Rewrite the material below, switching each "identify" to "locate" and leaving everything else as it is.

Entries from a dataset
>> begin

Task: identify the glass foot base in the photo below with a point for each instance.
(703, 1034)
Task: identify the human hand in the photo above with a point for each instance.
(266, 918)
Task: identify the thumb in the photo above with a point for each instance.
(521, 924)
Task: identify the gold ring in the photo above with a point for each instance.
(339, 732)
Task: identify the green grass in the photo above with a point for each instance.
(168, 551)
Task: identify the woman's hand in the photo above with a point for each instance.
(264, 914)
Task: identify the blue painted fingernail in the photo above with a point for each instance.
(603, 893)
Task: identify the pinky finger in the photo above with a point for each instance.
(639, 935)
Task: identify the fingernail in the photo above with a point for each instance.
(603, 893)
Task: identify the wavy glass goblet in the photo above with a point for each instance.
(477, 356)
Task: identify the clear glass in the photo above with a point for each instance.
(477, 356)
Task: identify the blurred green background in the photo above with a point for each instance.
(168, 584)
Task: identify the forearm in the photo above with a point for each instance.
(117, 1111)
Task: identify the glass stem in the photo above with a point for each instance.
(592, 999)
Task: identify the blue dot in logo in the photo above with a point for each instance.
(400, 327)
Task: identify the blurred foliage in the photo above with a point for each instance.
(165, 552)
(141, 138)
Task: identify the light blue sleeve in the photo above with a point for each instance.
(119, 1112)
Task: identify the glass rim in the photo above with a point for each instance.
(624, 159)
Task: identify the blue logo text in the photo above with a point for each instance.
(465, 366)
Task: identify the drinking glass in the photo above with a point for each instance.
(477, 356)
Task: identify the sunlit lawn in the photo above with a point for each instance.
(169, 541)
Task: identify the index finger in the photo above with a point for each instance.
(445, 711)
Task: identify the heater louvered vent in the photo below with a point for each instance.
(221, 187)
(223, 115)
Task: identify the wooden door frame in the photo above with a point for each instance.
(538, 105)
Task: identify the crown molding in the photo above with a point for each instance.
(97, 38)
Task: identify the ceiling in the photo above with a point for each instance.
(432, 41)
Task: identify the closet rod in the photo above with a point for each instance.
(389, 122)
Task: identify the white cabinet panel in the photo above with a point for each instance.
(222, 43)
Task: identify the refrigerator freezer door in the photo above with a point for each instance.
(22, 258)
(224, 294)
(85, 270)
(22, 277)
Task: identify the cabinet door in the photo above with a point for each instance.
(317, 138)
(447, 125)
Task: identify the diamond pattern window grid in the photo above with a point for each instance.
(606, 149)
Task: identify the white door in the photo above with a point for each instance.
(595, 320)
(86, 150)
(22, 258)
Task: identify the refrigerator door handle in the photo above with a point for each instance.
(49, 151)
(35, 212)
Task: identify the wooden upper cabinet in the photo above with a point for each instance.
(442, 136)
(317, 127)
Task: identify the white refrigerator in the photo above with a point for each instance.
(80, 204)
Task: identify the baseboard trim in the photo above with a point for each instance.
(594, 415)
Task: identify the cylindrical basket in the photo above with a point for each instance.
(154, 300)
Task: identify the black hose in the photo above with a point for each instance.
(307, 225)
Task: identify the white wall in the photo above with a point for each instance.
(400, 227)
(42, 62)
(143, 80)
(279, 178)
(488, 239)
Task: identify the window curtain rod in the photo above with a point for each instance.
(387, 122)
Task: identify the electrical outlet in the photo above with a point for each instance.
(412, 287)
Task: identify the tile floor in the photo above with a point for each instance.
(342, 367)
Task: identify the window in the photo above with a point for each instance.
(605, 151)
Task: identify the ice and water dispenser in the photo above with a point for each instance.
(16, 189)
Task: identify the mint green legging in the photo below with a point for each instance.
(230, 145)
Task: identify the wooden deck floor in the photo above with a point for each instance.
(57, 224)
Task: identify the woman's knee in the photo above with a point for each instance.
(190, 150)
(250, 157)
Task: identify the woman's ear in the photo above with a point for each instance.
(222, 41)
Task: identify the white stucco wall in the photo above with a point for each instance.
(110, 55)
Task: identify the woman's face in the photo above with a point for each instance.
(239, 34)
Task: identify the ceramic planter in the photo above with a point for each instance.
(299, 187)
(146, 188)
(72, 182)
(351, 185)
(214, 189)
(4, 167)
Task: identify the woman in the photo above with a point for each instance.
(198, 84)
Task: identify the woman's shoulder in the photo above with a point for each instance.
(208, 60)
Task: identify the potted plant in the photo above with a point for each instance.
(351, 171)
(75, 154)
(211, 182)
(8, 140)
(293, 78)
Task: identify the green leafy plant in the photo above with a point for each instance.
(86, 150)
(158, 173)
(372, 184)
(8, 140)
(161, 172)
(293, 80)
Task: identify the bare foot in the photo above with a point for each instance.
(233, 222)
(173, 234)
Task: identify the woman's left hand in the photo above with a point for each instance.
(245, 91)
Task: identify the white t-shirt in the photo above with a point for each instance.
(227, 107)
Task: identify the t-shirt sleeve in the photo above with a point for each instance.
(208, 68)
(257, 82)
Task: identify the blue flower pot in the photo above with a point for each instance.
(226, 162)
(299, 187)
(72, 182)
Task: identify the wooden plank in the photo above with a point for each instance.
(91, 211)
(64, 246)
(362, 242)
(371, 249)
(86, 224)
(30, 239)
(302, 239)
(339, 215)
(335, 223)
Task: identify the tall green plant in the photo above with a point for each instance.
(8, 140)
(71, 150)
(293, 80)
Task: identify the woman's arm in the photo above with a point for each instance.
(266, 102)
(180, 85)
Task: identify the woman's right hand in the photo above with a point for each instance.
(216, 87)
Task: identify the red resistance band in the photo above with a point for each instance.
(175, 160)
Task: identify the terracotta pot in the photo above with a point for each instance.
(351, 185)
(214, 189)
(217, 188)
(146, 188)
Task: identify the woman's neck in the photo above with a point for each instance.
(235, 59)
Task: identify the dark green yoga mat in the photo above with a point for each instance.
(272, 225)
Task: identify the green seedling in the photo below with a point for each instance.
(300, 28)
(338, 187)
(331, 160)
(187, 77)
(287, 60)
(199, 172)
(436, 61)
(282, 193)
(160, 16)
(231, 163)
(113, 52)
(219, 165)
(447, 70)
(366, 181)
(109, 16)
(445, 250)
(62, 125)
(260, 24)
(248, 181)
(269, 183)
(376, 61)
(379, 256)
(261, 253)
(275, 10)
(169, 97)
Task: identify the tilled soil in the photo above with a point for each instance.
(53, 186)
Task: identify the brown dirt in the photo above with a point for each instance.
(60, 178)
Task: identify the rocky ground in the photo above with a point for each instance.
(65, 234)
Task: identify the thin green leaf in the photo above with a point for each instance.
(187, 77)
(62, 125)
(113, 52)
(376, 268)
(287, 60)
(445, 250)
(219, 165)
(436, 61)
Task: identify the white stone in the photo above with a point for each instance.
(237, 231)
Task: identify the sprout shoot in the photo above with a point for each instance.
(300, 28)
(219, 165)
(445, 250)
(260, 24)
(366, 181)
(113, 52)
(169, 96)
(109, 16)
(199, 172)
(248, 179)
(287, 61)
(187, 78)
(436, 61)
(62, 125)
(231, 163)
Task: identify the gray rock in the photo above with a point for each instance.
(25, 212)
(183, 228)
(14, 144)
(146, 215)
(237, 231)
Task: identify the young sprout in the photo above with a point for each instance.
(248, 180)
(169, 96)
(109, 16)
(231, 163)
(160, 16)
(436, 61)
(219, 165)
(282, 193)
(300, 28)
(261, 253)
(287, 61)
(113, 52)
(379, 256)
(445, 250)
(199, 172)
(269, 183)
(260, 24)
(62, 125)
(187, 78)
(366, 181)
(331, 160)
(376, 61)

>> end

Completed exercise ::
Task: locate the glass foot base in the photo below with a point for each instance.
(703, 1034)
Task: locate the human hand in the photo above with a point for each instance.
(266, 918)
Task: locate the thumb in the photo above with a point for each instance.
(521, 924)
Task: locate the gold ring in the photo above with a point for each instance.
(339, 732)
Task: locate the green grass in the photo above with a point for each instance.
(168, 551)
Task: locate the woman's hand in the photo above with a point for each instance.
(264, 914)
Task: locate the blue painted fingernail in the photo above with a point for each instance.
(603, 893)
Task: locate the pinky finger in the photo above with a point for each instance.
(639, 935)
Task: locate the fingernail in the photo above with a point for each instance.
(603, 893)
Task: locate the wavy glass goblet in the photo above with a point for each instance.
(477, 356)
Task: locate the clear glass in the photo above with a point for each instance.
(477, 356)
Task: locate the blurred green background in the photo above with a point for each instance.
(168, 584)
Task: locate the forearm in the photo above with a point for each instance.
(117, 1111)
Task: locate the glass stem in the photo above with a point for each instance.
(592, 999)
Task: locate the blue dot in logo in the photo above with a point for each instance.
(400, 327)
Task: locate the blurred foliage in the photo above with a point for each instance.
(165, 552)
(141, 138)
Task: locate the light blue sleeve in the photo above with a point for each instance.
(119, 1112)
Task: locate the glass rim in the photo above with a point for each instance.
(624, 159)
Task: locate the blue logo text in the photo above with a point for each instance.
(465, 366)
Task: locate the drinking glass in the photo above with a point for each instance.
(477, 356)
Task: locate the sunlit lawn in the photo above with a point for each instance.
(169, 541)
Task: locate the index finger in the photo above with a point for each instance.
(445, 711)
Task: locate the heater louvered vent in the photo below with a point for each instance.
(221, 187)
(223, 115)
Task: locate the wooden door frame in the photo above with a point for each instance.
(538, 105)
Task: locate the crown molding in the photo above with a point for each instance.
(97, 38)
Task: locate the ceiling in the photo above with a point for each instance.
(432, 41)
Task: locate the closet rod in the photo above with a point for each instance.
(389, 122)
Task: locate the white cabinet panel in the photo above with a point for each instance.
(222, 43)
Task: locate the refrigerator freezer door in the photo above with a point for each instance.
(22, 258)
(224, 294)
(85, 270)
(22, 277)
Task: locate the cabinet door in the photo above with a point for each instance.
(317, 138)
(447, 125)
Task: locate the diamond pattern window grid in the photo above with a point for each instance.
(606, 149)
Task: locate the white door in the photo above with a point for each instance.
(595, 320)
(86, 150)
(22, 258)
Task: locate the refrigerator door handle in the photo above with a point for each instance.
(49, 151)
(35, 212)
Task: locate the wooden upper cabinet in the photo above with a point for each instance.
(442, 136)
(317, 127)
Task: locate the white refrigerator in the photo above with a point for each instance.
(80, 204)
Task: locate the baseboard trim in the photo above with a point for each instance.
(594, 415)
Task: locate the cylindrical basket in the photo above with a point for each instance.
(154, 300)
Task: locate the black hose in the photo above with a point for each instance.
(307, 225)
Task: locate the white wall in the photo above with a point for each instance.
(400, 227)
(42, 62)
(143, 80)
(279, 178)
(488, 239)
Task: locate the window curtain rod in the photo above with a point for each instance.
(387, 122)
Task: locate the electrical outlet in the photo above with a point for each instance.
(412, 287)
Task: locate the tile floor in the photo above with a point for each instance.
(342, 367)
Task: locate the window in the photo above with a point for each instance.
(605, 151)
Task: locate the ice and water dispenser in the photo above with a point for each instance.
(16, 189)
Task: locate the mint green legging in the photo below with a point for each instance.
(230, 145)
Task: locate the wooden deck floor in the photo above with a point for each instance.
(57, 224)
Task: locate the woman's knee in the photo above with a point for each instance.
(190, 150)
(250, 157)
Task: locate the woman's ear in the photo above with a point for each instance.
(222, 41)
Task: locate the white stucco wall in the photo above with a point for each instance.
(110, 55)
Task: locate the woman's face in the photo above with a point for each instance.
(239, 34)
Task: locate the ceramic planter in the photo above with a point for each instance.
(299, 187)
(146, 188)
(72, 182)
(351, 185)
(214, 189)
(4, 167)
Task: locate the woman in the photo above with a point for each instance.
(198, 84)
Task: locate the woman's shoulder in the photo above with a point for each instance.
(208, 60)
Task: locate the potted plant in the photo above with a point for each instance.
(351, 171)
(75, 154)
(211, 182)
(8, 140)
(293, 78)
Task: locate the green leafy plant in the photo above with a point for each instance.
(86, 150)
(158, 173)
(372, 184)
(8, 140)
(161, 172)
(293, 80)
Task: locate the bare foot in the photo above with a point for each instance.
(233, 222)
(173, 234)
Task: locate the woman's left hand in the photo above with a point for each instance.
(245, 91)
Task: locate the white t-shirt in the photo above with a point for each instance.
(227, 107)
Task: locate the t-shirt sleeve in the photo above with a point for each instance.
(208, 68)
(257, 82)
Task: locate the blue flower pot in the photo above with a point for each instance.
(226, 162)
(299, 187)
(72, 182)
Task: locate the wooden plank in the photo above with a point for each instance.
(91, 211)
(64, 246)
(362, 242)
(371, 249)
(86, 224)
(30, 239)
(302, 239)
(339, 215)
(335, 223)
Task: locate the tall green plant in the photo above with a point for each instance.
(8, 140)
(71, 150)
(293, 80)
Task: locate the woman's arm in the photo above with a point for each instance.
(266, 102)
(180, 85)
Task: locate the woman's right hand in the photo above with a point for each instance.
(216, 87)
Task: locate the red resistance band in the photo above with a point for each instance.
(175, 160)
Task: locate the terracotta pot in the photo above with a point for each instance.
(351, 185)
(214, 189)
(217, 188)
(146, 188)
Task: locate the woman's neck in the photo above with a point for each instance.
(235, 59)
Task: locate the dark green yoga mat in the photo above with a point for each instance.
(272, 225)
Task: locate the green seedling in the photo below with a point for each instance.
(300, 28)
(338, 187)
(331, 160)
(187, 77)
(287, 60)
(199, 172)
(436, 61)
(282, 193)
(160, 16)
(231, 163)
(113, 52)
(219, 165)
(447, 70)
(366, 181)
(109, 16)
(445, 250)
(62, 125)
(260, 24)
(248, 181)
(269, 183)
(376, 61)
(379, 256)
(261, 253)
(275, 10)
(169, 97)
Task: locate the tilled soil in the photo above with a point for each instance.
(53, 186)
Task: locate the brown dirt in the photo above with a point for each instance.
(60, 178)
Task: locate the rocky ground in the photo above with a point for each instance.
(65, 234)
Task: locate the thin green leaf in the photo above with a point for each instance.
(187, 77)
(62, 125)
(113, 52)
(376, 268)
(287, 60)
(445, 250)
(219, 165)
(436, 61)
Task: locate the white stone in the photo above with a point for each instance.
(237, 231)
Task: locate the sprout shoot in the photo above with a point for each instance.
(300, 28)
(219, 165)
(445, 250)
(260, 24)
(366, 181)
(113, 52)
(169, 96)
(109, 16)
(199, 172)
(248, 179)
(287, 61)
(187, 78)
(436, 61)
(62, 125)
(231, 163)
Task: locate the gray rock in the photo above with a point for each instance.
(25, 212)
(183, 228)
(14, 144)
(146, 215)
(237, 231)
Task: locate the young sprout in the photo above with a point for each instance.
(248, 180)
(169, 96)
(109, 16)
(231, 163)
(160, 16)
(436, 61)
(219, 165)
(282, 193)
(300, 28)
(261, 253)
(287, 61)
(113, 52)
(379, 256)
(445, 250)
(199, 172)
(269, 183)
(260, 24)
(62, 125)
(187, 78)
(366, 181)
(331, 160)
(376, 61)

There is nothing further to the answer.